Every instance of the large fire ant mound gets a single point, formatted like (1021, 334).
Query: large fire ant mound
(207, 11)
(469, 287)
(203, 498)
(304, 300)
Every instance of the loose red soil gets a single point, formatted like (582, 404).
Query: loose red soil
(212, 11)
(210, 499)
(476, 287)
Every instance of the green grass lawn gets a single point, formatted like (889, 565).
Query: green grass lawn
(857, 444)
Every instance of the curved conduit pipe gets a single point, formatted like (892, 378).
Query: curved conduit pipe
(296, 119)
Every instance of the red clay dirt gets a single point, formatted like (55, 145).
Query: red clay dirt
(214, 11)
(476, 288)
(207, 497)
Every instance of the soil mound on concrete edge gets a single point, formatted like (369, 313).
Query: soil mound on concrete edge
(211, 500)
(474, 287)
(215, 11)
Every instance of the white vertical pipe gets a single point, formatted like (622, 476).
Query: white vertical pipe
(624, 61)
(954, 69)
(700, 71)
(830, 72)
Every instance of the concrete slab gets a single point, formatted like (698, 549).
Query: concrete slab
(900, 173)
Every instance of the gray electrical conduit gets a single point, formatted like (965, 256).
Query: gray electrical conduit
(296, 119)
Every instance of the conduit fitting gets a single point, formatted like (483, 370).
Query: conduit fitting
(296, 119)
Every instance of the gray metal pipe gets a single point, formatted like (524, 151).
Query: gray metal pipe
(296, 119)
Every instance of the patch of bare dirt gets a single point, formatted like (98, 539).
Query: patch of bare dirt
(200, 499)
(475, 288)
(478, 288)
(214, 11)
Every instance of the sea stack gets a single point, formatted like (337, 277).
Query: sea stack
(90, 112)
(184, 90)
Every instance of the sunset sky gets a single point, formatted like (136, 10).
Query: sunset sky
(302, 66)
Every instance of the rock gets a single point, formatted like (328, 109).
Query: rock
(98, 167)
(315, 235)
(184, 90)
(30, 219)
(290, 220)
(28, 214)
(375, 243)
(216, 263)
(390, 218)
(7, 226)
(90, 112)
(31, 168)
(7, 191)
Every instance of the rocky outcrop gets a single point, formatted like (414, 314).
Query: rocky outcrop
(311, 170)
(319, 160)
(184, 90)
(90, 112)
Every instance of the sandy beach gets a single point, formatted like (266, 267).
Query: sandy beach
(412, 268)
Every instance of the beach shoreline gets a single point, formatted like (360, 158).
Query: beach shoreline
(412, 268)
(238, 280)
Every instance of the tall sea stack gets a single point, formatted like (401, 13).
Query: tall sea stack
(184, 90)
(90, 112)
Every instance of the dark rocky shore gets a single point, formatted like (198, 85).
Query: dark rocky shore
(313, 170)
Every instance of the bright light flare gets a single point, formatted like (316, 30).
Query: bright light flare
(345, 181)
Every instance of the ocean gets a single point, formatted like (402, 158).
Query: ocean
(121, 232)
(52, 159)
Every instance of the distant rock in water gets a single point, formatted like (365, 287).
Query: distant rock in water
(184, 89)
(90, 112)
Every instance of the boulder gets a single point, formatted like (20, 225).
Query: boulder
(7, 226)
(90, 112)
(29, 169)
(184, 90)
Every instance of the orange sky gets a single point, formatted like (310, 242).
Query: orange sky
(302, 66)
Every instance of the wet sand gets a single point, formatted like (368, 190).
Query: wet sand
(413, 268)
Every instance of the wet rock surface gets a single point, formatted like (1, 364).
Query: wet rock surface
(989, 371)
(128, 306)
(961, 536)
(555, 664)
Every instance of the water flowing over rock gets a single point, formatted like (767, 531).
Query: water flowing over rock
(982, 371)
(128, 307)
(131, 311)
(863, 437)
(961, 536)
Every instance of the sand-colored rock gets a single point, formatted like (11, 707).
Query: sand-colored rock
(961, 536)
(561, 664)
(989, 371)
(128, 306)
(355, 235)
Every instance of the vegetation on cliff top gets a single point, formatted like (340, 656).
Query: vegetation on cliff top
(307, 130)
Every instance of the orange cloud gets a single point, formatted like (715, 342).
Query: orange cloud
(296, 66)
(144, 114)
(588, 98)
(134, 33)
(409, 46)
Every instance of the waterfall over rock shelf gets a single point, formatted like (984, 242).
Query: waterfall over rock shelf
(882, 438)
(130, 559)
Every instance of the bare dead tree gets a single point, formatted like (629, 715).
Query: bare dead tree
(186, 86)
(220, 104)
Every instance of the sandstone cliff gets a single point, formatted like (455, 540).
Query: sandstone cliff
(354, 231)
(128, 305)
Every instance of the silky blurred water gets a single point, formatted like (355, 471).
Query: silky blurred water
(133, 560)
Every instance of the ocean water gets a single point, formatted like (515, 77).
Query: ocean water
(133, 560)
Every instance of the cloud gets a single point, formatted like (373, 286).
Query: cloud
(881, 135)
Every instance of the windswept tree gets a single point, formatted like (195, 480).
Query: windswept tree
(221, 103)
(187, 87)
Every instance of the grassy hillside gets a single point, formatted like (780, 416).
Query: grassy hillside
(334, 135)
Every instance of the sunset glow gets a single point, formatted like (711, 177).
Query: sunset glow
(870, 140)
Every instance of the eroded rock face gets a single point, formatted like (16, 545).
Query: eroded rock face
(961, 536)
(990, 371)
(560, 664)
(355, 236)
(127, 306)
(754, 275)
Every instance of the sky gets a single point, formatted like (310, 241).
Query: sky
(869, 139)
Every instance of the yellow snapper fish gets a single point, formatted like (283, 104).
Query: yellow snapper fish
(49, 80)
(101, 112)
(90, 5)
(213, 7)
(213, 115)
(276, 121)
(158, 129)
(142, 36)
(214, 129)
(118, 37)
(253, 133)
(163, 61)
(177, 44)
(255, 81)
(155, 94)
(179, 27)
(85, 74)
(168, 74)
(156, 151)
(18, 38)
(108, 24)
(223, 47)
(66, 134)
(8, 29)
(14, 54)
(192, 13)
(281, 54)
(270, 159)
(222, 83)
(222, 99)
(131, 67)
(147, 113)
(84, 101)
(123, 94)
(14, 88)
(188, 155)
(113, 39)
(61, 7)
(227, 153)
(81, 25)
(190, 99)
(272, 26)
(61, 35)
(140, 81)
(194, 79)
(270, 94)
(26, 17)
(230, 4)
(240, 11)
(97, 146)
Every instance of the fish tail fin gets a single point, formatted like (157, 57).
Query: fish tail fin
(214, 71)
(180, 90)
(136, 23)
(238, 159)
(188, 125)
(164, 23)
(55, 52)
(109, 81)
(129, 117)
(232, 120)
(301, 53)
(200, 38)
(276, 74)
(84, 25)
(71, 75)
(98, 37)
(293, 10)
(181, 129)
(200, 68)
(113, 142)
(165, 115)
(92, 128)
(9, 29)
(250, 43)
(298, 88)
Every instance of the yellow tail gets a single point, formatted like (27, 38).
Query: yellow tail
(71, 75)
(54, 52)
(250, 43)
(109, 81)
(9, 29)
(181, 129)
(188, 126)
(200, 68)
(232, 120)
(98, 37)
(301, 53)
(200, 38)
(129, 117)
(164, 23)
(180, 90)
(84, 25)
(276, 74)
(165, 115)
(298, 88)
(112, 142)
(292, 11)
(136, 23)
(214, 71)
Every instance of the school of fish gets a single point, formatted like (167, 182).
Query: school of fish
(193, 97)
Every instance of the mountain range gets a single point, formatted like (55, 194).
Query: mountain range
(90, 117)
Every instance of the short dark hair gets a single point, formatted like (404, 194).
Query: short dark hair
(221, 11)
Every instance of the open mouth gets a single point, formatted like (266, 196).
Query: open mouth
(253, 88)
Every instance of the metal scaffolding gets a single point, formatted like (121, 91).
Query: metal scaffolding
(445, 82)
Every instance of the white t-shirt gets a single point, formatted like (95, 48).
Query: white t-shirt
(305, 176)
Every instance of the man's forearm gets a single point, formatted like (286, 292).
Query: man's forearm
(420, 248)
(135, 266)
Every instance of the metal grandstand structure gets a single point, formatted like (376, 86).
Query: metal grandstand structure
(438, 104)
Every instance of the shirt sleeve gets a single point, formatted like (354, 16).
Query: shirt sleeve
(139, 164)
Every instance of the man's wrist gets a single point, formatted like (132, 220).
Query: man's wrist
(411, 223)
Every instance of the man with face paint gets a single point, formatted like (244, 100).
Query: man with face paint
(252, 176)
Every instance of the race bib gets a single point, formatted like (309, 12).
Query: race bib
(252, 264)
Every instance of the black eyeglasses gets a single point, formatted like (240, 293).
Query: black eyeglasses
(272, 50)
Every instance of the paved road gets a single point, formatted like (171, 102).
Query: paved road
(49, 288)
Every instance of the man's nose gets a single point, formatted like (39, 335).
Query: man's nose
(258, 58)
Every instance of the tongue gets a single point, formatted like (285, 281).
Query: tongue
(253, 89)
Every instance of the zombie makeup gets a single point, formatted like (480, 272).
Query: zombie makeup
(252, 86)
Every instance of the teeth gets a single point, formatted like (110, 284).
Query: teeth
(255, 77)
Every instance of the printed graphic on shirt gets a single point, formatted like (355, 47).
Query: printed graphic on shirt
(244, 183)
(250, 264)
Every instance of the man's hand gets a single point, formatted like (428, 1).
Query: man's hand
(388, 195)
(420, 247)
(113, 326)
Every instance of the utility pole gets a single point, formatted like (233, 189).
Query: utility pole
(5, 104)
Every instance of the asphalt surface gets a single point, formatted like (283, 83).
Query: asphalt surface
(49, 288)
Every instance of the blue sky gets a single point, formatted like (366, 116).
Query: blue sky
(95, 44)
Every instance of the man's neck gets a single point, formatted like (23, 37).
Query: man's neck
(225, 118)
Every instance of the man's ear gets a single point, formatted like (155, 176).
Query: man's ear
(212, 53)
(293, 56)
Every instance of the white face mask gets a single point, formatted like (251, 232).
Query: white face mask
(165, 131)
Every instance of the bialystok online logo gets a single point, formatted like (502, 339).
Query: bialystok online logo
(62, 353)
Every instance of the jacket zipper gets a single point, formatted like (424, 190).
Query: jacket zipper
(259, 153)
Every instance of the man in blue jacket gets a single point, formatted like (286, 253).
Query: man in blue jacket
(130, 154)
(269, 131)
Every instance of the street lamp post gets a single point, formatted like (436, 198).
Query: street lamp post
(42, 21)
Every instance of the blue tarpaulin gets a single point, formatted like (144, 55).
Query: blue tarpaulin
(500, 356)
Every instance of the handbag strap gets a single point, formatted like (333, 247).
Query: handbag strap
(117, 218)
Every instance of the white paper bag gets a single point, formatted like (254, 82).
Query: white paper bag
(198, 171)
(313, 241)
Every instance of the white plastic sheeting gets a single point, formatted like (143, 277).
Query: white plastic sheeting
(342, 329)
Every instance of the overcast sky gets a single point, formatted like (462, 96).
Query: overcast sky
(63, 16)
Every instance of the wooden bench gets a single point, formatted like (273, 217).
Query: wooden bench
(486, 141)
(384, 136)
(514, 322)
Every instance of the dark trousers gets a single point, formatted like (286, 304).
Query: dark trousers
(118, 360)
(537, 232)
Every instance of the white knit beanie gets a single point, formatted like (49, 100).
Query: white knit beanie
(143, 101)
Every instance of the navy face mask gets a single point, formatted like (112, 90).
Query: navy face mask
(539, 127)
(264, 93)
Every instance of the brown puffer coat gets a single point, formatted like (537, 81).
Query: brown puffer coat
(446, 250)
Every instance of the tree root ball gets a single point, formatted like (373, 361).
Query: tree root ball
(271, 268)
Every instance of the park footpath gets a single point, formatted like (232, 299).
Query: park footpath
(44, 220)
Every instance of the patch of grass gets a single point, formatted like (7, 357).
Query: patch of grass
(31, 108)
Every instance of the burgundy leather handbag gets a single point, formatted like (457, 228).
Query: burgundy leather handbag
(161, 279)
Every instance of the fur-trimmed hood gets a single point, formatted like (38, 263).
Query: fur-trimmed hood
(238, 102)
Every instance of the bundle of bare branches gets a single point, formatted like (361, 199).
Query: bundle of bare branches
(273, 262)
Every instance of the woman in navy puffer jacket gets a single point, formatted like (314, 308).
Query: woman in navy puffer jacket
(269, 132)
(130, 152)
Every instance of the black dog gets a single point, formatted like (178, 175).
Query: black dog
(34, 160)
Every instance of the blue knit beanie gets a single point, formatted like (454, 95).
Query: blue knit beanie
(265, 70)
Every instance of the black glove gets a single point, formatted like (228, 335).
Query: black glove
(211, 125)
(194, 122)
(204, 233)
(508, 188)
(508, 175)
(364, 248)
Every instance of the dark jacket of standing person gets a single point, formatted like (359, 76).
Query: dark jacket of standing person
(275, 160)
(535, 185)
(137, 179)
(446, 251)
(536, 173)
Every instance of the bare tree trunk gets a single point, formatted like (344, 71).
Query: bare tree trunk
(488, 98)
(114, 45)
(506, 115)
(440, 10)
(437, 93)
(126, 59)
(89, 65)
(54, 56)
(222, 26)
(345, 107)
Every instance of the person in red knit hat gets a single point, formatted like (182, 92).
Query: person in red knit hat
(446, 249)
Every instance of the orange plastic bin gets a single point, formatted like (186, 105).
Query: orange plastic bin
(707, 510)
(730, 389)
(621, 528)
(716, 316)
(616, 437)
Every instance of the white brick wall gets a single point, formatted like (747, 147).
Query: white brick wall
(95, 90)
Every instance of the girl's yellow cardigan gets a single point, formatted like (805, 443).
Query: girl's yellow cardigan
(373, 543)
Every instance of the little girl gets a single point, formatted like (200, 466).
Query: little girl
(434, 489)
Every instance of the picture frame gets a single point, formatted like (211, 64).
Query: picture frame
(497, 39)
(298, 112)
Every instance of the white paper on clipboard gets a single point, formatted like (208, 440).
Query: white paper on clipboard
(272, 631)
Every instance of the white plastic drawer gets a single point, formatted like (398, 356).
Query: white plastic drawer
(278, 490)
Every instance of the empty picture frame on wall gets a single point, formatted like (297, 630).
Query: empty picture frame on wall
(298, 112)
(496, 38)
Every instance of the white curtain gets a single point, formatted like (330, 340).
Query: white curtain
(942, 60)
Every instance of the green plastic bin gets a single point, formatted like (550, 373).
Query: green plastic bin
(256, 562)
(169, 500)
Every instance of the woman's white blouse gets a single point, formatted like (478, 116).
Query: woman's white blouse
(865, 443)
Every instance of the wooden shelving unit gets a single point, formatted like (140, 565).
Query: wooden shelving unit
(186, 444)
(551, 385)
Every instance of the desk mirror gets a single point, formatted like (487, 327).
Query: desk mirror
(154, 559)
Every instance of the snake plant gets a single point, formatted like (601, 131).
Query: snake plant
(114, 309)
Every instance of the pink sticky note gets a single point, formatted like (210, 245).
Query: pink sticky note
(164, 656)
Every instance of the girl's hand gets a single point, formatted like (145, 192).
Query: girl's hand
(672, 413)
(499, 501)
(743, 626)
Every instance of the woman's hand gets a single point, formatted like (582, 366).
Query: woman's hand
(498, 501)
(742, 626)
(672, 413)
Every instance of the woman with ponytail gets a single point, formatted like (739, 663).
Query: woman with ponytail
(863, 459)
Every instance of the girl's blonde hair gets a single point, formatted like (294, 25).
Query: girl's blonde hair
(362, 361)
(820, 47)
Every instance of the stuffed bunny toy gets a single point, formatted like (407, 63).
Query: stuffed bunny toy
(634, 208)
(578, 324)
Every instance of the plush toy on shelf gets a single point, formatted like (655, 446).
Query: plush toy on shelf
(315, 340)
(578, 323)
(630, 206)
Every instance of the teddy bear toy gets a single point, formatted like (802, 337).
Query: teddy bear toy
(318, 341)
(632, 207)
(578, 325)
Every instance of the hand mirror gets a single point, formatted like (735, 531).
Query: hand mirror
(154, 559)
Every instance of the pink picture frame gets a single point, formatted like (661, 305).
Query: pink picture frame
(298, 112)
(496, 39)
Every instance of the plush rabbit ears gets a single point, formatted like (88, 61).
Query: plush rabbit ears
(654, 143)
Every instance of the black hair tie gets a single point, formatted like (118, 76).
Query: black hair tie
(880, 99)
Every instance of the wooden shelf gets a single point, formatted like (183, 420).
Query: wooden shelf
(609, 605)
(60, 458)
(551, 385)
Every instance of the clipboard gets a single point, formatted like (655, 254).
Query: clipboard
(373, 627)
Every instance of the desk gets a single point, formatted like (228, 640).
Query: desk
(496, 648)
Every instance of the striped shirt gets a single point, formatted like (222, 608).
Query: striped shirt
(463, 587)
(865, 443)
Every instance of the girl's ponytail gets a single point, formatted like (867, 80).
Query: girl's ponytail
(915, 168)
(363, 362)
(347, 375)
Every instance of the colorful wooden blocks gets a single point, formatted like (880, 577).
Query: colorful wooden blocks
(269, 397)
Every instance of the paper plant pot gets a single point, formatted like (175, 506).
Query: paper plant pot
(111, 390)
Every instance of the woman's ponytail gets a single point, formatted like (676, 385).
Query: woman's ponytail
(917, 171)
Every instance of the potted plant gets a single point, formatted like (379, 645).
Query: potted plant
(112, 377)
· · · · · · ·
Using the records above, restate word for word the lines from the one with "Query: wooden shelf" through the one with "Every instance of the desk gets", both included.

Query: wooden shelf
(609, 605)
(60, 458)
(551, 385)
Every instance of the clipboard gets a single point, formatted like (655, 254).
Query: clipboard
(373, 627)
Every instance of the desk gets a single point, formatted like (228, 640).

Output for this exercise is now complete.